## Task item
Write down exactly the line where "box: [499, 679, 567, 880]" occurs and every line that follows it through the end of the material below; include nothing else.

=======

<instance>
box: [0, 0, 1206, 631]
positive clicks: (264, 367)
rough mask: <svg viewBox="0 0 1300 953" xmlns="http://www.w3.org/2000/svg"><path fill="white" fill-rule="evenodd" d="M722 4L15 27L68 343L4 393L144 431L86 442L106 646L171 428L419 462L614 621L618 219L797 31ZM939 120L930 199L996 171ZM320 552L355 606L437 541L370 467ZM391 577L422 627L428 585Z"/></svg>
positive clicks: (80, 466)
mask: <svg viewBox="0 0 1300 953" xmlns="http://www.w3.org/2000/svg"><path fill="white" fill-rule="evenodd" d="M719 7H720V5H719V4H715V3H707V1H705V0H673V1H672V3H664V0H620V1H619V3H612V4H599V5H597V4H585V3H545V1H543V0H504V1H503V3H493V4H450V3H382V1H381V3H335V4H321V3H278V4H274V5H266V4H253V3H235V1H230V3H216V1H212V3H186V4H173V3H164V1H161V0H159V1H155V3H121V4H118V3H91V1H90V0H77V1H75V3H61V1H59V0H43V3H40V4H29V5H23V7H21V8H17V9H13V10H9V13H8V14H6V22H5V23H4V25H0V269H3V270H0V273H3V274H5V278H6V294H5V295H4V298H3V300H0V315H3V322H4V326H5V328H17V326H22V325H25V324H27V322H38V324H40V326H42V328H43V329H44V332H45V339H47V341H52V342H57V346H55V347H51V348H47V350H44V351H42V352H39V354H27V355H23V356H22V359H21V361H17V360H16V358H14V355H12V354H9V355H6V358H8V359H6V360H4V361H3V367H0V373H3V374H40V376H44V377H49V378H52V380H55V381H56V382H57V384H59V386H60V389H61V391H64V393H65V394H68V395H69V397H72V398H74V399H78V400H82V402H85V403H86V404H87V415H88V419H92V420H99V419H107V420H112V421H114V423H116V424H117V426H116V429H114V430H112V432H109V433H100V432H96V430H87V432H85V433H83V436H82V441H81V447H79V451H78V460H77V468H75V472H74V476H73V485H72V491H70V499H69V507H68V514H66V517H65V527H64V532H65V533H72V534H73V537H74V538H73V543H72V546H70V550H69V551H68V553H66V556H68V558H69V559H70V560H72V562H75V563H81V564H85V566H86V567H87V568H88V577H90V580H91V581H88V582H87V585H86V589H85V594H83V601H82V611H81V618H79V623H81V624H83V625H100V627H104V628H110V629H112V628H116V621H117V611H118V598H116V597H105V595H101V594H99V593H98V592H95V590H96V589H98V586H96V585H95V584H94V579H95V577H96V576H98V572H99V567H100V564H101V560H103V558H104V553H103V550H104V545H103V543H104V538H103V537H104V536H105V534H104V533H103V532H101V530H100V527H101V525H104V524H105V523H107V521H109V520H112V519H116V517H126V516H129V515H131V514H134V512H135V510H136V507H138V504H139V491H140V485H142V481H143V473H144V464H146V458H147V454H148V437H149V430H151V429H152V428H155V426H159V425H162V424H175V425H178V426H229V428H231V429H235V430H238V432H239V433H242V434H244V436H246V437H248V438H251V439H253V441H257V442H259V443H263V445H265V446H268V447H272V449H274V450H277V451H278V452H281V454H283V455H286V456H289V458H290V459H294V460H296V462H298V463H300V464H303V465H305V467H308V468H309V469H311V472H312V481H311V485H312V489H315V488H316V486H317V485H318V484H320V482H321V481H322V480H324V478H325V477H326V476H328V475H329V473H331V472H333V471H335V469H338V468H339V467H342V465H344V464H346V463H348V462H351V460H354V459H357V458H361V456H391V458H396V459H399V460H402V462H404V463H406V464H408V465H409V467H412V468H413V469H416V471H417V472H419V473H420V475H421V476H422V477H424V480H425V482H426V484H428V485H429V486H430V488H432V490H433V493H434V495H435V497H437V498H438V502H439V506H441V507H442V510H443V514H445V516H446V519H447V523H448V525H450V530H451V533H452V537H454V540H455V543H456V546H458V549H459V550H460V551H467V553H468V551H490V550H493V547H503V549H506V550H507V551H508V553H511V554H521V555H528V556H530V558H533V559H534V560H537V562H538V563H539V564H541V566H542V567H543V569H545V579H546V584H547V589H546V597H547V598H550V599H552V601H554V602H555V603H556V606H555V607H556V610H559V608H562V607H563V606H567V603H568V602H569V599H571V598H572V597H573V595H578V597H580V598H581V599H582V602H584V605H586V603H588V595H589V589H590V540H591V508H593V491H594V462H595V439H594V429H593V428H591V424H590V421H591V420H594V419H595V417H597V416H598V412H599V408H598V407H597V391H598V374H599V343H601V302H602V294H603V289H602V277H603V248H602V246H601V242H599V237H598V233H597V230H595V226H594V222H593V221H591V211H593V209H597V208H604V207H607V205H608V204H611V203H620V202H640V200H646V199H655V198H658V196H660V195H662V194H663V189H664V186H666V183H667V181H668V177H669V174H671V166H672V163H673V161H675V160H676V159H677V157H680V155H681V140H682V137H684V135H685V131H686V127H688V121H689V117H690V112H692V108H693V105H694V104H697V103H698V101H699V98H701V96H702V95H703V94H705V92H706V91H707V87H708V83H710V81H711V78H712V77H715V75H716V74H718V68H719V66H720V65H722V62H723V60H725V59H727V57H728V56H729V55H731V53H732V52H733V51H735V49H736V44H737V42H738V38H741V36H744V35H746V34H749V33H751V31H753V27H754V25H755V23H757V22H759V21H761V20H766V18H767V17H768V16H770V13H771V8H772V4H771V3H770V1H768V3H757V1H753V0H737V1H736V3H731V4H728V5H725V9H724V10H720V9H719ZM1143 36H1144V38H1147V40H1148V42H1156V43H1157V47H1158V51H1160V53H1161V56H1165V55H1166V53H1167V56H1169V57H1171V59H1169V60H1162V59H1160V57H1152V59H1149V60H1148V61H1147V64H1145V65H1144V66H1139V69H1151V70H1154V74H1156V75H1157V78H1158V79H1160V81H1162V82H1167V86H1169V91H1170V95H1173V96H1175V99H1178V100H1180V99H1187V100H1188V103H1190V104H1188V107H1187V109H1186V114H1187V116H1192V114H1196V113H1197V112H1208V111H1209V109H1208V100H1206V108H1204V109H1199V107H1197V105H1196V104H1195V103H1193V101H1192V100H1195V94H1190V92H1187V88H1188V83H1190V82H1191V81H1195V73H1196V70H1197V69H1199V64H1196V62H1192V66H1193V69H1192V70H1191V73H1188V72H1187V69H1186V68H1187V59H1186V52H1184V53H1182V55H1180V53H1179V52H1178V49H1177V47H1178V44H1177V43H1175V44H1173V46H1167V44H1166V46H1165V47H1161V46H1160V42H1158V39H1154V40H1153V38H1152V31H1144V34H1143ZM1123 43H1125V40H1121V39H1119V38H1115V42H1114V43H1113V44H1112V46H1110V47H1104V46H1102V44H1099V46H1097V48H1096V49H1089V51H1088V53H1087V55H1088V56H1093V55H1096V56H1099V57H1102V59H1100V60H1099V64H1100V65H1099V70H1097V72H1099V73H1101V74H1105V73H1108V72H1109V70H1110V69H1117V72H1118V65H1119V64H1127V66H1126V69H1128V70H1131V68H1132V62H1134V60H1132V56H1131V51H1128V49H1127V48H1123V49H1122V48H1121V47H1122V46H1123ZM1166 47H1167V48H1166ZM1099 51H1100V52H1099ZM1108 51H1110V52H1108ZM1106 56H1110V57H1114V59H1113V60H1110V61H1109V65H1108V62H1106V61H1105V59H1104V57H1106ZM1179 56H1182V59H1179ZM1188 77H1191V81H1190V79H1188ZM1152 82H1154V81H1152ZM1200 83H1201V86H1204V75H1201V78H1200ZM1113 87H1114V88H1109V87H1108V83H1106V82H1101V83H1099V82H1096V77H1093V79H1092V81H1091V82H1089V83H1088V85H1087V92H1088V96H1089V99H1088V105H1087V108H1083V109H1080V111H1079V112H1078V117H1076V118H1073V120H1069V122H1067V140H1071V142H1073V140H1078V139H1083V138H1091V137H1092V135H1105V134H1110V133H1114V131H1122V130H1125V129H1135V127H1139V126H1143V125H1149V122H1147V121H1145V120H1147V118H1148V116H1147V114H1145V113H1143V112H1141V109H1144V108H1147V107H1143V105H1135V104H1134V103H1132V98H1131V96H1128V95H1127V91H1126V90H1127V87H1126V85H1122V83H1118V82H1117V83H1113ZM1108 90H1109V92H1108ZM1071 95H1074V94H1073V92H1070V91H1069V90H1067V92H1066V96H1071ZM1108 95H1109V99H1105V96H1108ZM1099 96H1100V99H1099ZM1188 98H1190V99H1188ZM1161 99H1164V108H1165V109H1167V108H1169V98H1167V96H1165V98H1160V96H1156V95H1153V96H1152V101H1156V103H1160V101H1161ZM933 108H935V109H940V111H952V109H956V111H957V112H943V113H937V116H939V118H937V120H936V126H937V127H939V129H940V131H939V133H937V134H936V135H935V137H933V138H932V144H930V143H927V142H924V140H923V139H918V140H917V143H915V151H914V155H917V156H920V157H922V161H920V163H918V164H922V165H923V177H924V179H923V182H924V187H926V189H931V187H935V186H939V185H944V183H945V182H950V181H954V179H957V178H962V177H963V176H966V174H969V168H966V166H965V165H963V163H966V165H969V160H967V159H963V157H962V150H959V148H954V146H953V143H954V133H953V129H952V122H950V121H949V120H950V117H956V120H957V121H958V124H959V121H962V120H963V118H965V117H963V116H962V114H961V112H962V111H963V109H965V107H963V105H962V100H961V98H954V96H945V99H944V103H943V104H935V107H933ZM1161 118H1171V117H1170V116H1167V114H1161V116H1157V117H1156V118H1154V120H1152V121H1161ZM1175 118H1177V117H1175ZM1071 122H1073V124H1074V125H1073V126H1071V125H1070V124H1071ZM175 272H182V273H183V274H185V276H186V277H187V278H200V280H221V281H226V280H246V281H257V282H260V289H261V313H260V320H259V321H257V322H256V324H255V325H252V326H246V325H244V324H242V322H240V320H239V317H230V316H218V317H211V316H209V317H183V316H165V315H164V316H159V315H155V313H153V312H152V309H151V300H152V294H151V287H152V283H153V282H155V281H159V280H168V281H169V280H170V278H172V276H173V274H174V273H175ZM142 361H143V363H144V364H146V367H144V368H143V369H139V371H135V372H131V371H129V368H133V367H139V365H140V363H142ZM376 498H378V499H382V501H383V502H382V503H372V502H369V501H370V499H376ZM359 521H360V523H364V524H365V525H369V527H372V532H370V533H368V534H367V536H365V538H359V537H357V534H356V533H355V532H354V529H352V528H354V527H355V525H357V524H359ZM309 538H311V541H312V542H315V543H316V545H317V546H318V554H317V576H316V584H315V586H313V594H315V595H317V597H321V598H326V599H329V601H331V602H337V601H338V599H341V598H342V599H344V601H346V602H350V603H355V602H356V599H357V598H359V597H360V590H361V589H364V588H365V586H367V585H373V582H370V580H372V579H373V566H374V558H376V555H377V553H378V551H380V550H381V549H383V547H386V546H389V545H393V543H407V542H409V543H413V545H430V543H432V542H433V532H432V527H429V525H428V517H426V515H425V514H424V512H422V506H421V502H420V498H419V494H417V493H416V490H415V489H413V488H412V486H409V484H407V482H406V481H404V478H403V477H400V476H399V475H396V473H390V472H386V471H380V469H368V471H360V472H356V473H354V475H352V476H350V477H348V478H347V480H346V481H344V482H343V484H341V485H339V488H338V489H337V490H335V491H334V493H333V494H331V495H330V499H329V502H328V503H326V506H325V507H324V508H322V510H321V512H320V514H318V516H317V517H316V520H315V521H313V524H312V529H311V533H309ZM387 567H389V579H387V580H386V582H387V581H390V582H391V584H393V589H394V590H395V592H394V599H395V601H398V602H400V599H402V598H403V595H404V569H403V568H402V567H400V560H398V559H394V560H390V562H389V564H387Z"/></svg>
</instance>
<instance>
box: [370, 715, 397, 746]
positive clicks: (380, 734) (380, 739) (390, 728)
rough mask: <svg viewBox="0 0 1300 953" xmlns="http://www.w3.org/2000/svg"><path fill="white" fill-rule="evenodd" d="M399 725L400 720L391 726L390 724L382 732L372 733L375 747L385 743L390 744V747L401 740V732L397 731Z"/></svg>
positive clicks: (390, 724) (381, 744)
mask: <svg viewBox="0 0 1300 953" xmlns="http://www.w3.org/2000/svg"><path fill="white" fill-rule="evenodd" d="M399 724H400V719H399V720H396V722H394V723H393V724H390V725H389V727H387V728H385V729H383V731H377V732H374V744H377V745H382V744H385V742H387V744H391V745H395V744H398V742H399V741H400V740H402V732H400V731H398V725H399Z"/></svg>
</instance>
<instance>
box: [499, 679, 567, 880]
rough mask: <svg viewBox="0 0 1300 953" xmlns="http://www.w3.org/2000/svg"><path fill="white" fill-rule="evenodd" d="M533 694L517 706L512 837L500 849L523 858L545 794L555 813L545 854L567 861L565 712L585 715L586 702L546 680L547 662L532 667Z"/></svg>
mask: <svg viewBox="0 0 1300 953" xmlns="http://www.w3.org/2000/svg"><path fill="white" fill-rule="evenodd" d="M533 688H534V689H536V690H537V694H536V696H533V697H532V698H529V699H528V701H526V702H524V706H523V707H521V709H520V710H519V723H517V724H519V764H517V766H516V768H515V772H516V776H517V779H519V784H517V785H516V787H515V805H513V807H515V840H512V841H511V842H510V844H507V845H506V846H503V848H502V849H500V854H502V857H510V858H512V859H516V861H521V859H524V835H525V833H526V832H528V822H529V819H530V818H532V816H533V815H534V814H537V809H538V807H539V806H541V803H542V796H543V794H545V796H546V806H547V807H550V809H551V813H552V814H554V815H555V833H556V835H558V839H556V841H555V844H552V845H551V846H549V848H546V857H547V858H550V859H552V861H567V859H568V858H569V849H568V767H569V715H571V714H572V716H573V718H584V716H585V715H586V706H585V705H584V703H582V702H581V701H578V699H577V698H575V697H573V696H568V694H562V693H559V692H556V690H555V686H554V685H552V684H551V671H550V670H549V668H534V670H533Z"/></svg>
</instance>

=======

## Task output
box: [499, 679, 567, 880]
rough mask: <svg viewBox="0 0 1300 953" xmlns="http://www.w3.org/2000/svg"><path fill="white" fill-rule="evenodd" d="M533 694L517 706L512 837L500 849L523 858L545 794L555 813L545 854L567 861L565 712L585 715L586 702L546 680L547 662L532 667Z"/></svg>
mask: <svg viewBox="0 0 1300 953" xmlns="http://www.w3.org/2000/svg"><path fill="white" fill-rule="evenodd" d="M533 688H534V689H536V690H537V694H536V696H533V697H532V698H529V699H528V701H526V702H524V706H523V707H521V709H520V710H519V723H517V724H519V764H517V766H516V768H515V772H516V776H517V779H519V784H517V785H516V787H515V805H513V807H515V840H512V841H511V842H510V844H507V845H506V846H503V848H502V849H500V854H502V857H510V858H512V859H516V861H521V859H524V835H525V833H526V832H528V822H529V819H530V818H532V816H533V815H534V814H537V809H538V807H539V806H541V803H542V796H543V794H545V796H546V806H547V807H550V809H551V813H552V814H554V815H555V833H556V835H558V839H556V841H555V844H552V845H551V846H549V848H546V857H547V858H550V859H552V861H567V859H568V858H569V849H568V767H569V715H571V714H572V716H573V718H584V716H585V715H586V706H585V705H584V703H582V702H581V701H578V699H577V698H575V697H573V696H568V694H562V693H559V692H556V690H555V686H554V685H552V684H551V671H550V670H549V668H534V670H533Z"/></svg>
</instance>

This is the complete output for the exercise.